■ **DOCUMENT PASSAGE**
Generative AI tools, like ChatGPT, can massively improve an enterprises’ productivity and competitiveness but only if we have a realistic view of the technology’s risks and limitations.

By Michael Langeveld, chief technology officer at Hewlett Packard Enterprise (HPE) South Africa

Chatbots have long been considered one of the most promising applications of artificial intelligence (AI). By enabling AI at scale, a bot like ChatGPT can dramatically accelerate the training of large language models – neural networks with several hundred billion parameters – to create what is today called generative AI.

Current models not only enable conversations in natural language, but they can also do everything from writing scientific papers and hacking instructions, to finding bugs in code and creating pictures in the style of Vincent van Gogh.

But there are a multitude of practical, legal and ethical problems that need to be considered. This includes the discovery that these machines can make mistakes, they can lie with a poker face and their judgments can be biased.

Towards a general enterprise intelligence

Many of the current experiments with generative AI showcase the incredible potential this technology holds to optimise enterprises’ business processes, increase their productivity and strengthen their competitive advantage.

In practice, this could include the use of a classic chatbot to improve customer service, to answer questions from the legal or R&D department or to generate step-by-step instructions for troubleshooting a faulty production machine.

But this is only the first step on the AI journey. In the future, an AI chatbot could be able to provide an answer to virtually any question, such as the current status of a product launch, relevant changes in tax law, or the appropriate response to geopolitical events.

Generative AI: only the tip of the iceberg

Generative AI initiatives in the enterprise will typically start with experiments, pilots and proofs of concept. But if the goal is to move from pilot to production at scale, there are a number of strategic, organisational and technical prerequisites and dependencies that must be considered right from the start. These include:

* Data maturity level: A generative AI initiative will only survive and scale if a company has reached a certain data maturity level – i.e. strategic, organisational and technical capabilities that enable it to create value from data using AI.

* Data architecture and governance: If an AI chatbot is to be used for company-specific use cases, it must be continuously trained with data from your own company. Hence it relies on the availability of this data in sufficient quantity and quality. When it comes to scaling the chatbot deployment, consistent, company-wide data architecture and governance is required.

* Hybrid platform approach: Model training and inference can run on centralised AI supercomputers operated by the large language model providers (e.g. OpenAI, Aleph Alpha, Google) but there are various reasons why, in the long run, companies will have to establish a hybrid or edge-to-cloud platform approach.

* Digital sovereignty: It’s highly likely that the market for large language models will be dominated by a small handful of providers worldwide. This makes conversations around digital sovereignty important – that is, the reduction of dependencies and the protection of intellectual property.

* Process integration: When planning AI applications, organisations must integrate them into existing operational and technical processes. Relevant processes include application and data lifecycle management, security, operational planning and control processes, operational safety and risk management.

Start or wait?

According to Gartner’s latest AI hype cycle, which was published before ChatGPT went online, generative AI is sitting before the peak of inflated expectations. Assuming that we’ve now reached the peak, we can soon expect a period of disappointments and doubts around whether or not AI will really live up to our expectations. Gartner predicts that this plateau of productivity to be reached within two to five years.

So should you start now or wait? It depends on your innovation strategy. Companies that want to increase their competitiveness through continuous innovation should definitely start now. But the hype should not obscure the fact that the use of AI chatbots in the enterprise – like any AI deployment – is very complex. It requires planning, preparation, knowhow, training and continuous development if it is to scale and deliver sustainable productivity.

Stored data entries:
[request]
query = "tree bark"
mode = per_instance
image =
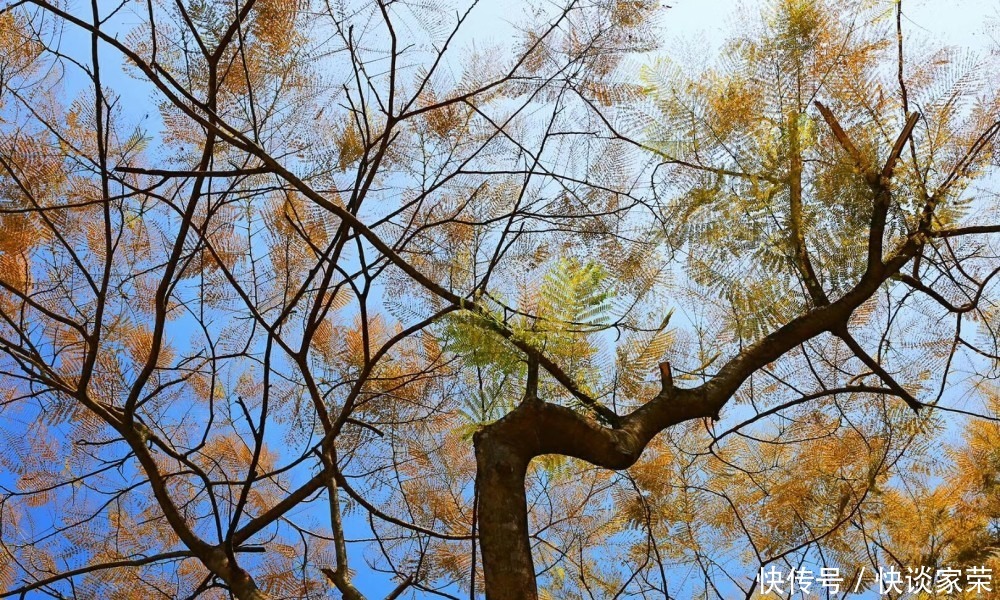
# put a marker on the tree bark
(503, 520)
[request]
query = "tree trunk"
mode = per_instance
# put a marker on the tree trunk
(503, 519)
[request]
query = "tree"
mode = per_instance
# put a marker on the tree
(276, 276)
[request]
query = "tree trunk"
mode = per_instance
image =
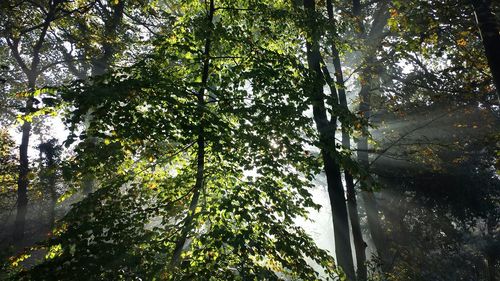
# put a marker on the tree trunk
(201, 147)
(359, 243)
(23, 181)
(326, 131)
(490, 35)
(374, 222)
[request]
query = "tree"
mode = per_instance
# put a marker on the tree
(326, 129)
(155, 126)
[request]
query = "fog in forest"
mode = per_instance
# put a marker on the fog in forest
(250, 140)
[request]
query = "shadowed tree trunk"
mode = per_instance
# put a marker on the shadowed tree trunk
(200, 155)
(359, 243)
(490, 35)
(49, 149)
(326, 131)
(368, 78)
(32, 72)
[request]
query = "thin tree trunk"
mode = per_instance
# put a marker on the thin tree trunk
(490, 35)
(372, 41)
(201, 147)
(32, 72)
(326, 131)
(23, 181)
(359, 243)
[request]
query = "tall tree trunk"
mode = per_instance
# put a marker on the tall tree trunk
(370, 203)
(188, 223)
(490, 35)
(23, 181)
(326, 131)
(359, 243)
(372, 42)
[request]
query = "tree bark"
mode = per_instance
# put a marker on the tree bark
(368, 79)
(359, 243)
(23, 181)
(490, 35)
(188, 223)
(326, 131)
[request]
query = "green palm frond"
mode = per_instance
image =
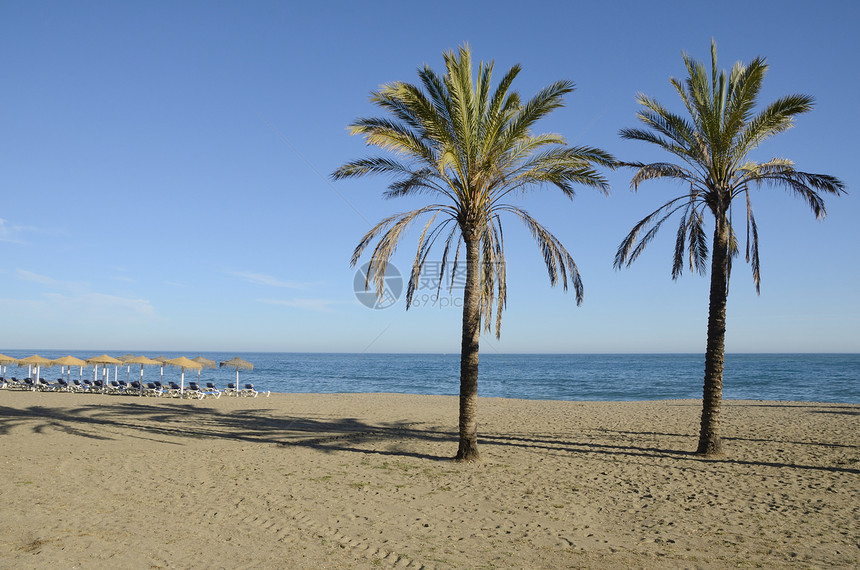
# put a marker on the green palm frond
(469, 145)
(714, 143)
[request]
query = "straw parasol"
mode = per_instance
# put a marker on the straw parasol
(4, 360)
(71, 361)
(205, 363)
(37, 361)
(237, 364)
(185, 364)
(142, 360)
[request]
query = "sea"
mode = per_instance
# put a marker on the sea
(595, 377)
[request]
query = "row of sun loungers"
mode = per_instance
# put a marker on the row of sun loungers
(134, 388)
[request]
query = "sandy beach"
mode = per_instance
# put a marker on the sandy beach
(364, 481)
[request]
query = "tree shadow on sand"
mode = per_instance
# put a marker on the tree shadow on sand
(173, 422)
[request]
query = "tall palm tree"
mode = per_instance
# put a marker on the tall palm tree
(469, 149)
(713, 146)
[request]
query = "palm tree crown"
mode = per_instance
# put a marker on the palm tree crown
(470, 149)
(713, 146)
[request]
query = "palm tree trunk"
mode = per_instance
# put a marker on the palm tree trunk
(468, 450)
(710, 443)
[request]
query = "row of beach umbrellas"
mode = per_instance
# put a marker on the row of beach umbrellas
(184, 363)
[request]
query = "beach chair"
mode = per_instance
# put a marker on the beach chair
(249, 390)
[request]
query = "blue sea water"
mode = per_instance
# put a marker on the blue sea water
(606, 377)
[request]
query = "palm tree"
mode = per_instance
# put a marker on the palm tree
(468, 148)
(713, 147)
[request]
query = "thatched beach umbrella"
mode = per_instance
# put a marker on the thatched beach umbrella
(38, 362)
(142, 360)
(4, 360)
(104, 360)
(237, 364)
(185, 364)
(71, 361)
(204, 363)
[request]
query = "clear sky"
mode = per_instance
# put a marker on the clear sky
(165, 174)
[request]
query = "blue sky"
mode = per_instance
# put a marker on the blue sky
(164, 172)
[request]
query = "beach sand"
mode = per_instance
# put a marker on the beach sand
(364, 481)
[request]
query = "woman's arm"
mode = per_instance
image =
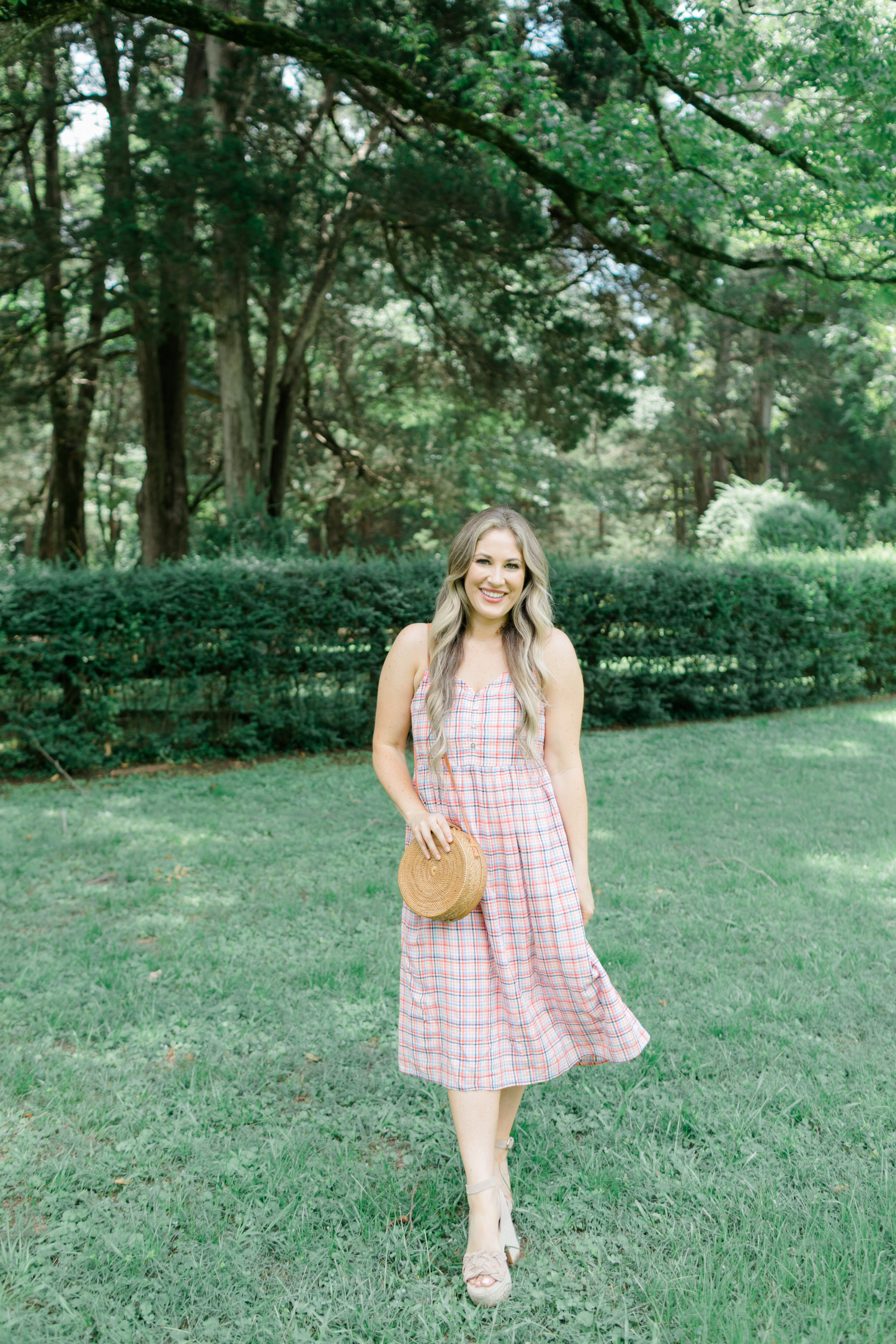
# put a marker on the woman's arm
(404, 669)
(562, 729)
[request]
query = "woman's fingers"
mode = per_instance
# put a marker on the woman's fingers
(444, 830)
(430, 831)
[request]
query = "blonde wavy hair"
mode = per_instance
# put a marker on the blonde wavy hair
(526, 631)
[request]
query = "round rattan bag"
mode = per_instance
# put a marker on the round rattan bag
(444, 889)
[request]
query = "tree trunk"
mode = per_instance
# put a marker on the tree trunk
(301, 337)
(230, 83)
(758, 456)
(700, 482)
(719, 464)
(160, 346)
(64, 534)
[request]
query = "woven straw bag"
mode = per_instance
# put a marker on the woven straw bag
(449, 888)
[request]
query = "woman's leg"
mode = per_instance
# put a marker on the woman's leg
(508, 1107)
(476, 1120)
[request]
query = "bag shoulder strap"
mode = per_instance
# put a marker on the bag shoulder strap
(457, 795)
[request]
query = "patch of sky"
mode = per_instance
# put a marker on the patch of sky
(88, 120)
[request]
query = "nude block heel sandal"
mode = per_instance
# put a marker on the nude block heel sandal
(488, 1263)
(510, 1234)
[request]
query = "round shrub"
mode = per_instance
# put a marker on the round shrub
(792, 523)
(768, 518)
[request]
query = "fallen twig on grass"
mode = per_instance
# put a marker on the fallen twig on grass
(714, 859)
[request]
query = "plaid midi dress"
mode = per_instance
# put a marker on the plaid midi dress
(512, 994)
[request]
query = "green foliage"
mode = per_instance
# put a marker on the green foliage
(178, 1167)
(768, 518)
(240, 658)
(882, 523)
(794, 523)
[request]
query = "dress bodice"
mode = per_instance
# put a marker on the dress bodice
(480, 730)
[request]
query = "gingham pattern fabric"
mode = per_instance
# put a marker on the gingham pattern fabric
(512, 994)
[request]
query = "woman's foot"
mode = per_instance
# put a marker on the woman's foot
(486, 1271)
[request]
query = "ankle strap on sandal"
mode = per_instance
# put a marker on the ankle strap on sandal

■ **EXERCISE**
The generative AI article has a bulleted list under the heading "Generative AI: only the tip of the iceberg." List the name of each prerequisite or dependency in that list. The rows are not needed for this work.

■ **ANSWER BOX**
Data maturity level
Data architecture and governance
Hybrid platform approach
Digital sovereignty
Process integration